(Text section Opens)

Another shipment of swabs from Italy is expected to land in the United States on Friday and the Trump administration hopes to run three such missions a week for the next month, obtaining 1.5 million swabs a week.
The White House contacted FedEx about the mission because its shipping hub in Tennessee can reach every part of the country.
Richard Smith, the executive vice president of FedEx Express and the son of the company’s chief executive, said that FedEx helped manage the logistics of repackaging and labeling the swabs to prepare them for distribution. He said that the cost of coronavirus shipments was being covered by the federal government and the company’s charitable funds.
“What we’re focused on is expediency and stepping up to do whatever is needed to get these test kits out,” Mr. Smith said.
Norman Sharples, the chief executive of Copan’s American subsidiary, said that its plant in Italy had doubled its weekly shifts to keep up with soaring demand for testing swabs.
“You’ve got an expansion in demand and an expansion of people testing,” Mr. Sharples said. “So we’ve increased our output.”
Working to facilitate imports is a change for Mr. Navarro, a China hawk who is among the biggest protectionists in the Trump administration. Since a trade truce was reached in January, he shifted his focus from ratcheting up tariffs on Chinese goods to policing counterfeit products shipped from China. In recent weeks he has been working on a “Buy American” executive order that would reduce the United States’ reliance on foreign countries for pharmaceutical production.
The executive order, which has not yet been formally presented to the president, has rankled some of the free traders in the administration who believe that supply chains must remain as open as possible as a pandemic shuts off parts of the global economy.
In the meantime, Mr. Navarro, who oversees the White House’s Office of Trade and Manufacturing Policy, said that he had been trying to work across government agencies to cut red tape to make medical products available.
The White House has also been coordinating with the American division of Pernod Ricard, the French spirits company, so that its facilities in the United States can be used to make hand sanitizer. The company said that it would produce and bottle more than 5,000 gallons of sanitizer in the next two weeks at facilities in West Virginia and Arkansas and that it was considering doing so in Kentucky and Texas next month.

(Text section Closes)
(Entries provided Opens)

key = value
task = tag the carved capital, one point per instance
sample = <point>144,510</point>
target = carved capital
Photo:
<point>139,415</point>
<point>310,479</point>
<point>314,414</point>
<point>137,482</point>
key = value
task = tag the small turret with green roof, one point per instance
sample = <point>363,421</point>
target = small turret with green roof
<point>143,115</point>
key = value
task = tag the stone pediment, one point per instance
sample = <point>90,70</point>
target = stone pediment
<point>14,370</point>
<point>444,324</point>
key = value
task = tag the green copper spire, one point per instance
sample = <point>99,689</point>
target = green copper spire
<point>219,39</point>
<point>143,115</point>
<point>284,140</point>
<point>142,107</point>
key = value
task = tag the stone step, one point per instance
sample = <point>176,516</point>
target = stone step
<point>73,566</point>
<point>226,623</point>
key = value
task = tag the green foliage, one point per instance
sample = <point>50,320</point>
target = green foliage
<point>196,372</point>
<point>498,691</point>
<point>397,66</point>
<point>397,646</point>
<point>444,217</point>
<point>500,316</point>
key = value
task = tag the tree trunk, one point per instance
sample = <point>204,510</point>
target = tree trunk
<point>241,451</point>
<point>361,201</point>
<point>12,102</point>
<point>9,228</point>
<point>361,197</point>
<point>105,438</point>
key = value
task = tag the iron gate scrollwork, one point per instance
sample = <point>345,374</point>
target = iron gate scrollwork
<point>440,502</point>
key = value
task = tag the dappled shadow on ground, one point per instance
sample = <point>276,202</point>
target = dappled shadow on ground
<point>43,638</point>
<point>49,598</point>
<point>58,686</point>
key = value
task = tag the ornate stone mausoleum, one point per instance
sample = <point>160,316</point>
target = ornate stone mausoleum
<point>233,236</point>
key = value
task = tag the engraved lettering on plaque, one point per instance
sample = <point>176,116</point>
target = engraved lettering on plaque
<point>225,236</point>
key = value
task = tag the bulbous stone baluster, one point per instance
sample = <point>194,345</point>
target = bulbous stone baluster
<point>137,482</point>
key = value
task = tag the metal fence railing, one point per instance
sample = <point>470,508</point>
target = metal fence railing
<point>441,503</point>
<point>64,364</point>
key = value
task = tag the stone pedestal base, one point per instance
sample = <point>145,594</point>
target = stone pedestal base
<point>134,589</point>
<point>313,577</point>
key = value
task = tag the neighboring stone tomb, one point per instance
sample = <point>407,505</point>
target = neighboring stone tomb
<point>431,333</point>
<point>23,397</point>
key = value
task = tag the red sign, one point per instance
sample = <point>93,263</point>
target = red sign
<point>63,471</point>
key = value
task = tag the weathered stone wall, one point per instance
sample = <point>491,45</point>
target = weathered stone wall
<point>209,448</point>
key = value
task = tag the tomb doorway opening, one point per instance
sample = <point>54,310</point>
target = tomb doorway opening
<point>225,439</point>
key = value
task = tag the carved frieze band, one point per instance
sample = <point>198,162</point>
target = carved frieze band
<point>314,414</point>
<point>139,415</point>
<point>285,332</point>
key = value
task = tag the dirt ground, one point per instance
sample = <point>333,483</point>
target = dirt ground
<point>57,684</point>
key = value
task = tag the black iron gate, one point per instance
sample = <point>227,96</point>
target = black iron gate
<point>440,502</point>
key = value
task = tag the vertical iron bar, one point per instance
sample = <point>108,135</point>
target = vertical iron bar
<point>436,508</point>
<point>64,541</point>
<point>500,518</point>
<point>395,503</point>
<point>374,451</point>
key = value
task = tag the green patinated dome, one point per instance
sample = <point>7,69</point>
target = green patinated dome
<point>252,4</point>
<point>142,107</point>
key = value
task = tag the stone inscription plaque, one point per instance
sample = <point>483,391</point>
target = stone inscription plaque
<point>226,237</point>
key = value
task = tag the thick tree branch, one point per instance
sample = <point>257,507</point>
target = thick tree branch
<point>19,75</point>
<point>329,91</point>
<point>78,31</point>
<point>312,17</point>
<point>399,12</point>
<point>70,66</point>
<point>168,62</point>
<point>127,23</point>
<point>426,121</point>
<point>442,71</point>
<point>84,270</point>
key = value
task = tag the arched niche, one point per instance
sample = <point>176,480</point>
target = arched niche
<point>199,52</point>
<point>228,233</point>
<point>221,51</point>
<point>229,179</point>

(Entries provided Closes)

Exercise tasks:
1. Rewrite the paragraph beginning "Working to facilitate imports" in the text on coronavirus medical supplies as a brief list, keeping its main facts.
2. Carry the text on coronavirus medical supplies forward from its last paragraph.

Answers to the problems:
1.
- Helping to facilitate imports is a change for Mr. Navarro, a China hawk and one of the Trump administration's biggest protectionists.
- After the January trade truce, he moved from raising tariffs on Chinese goods to policing counterfeit products shipped from China.
- In recent weeks he has worked on a "Buy American" executive order to reduce U.S. reliance on foreign countries for pharmaceutical production.

2.
Ann Mukherjee, the chief executive of Pernod Ricard’s business in North America, said that the White House helped the company get regulatory approval to make hand sanitizer and sell over the counter products within just 48 hours and that it was working with the Federal Emergency Management Agency to distribute the bottles where they were most needed.
Mr. Navarro said that he also helped Honeywell get regulatory approval last week to set up a manufacturing facility in Rhode Island where it can ramp up production of the N95 face masks that have been widely used by hospital workers helping patients with the coronavirus. Honeywell did not immediately respond to a request for comment.
Thomas Bollyky, the director of the global health program at the Council on Foreign Relations, said that the United States produces only 800,000 to one million swabs a week, making imports critical as demand for virus testing surges. He noted, however, that the United States might have to bolster its domestic production if European countries moved ahead with export restrictions on scarce medical products.
“We are going to see a need for a dramatic ramp up in testing,” Mr. Bollyky said. “That is going to have to broaden beyond the current producers of these swabs to the United States.”
Mr. Navarro, who has been the biggest proponent of tariffs in the Trump administration, concurred that eventually such products would need to be made in the United States.
“Over time, what you need to do is bring the production and supply chains home, and we’re working on that as well,” he said.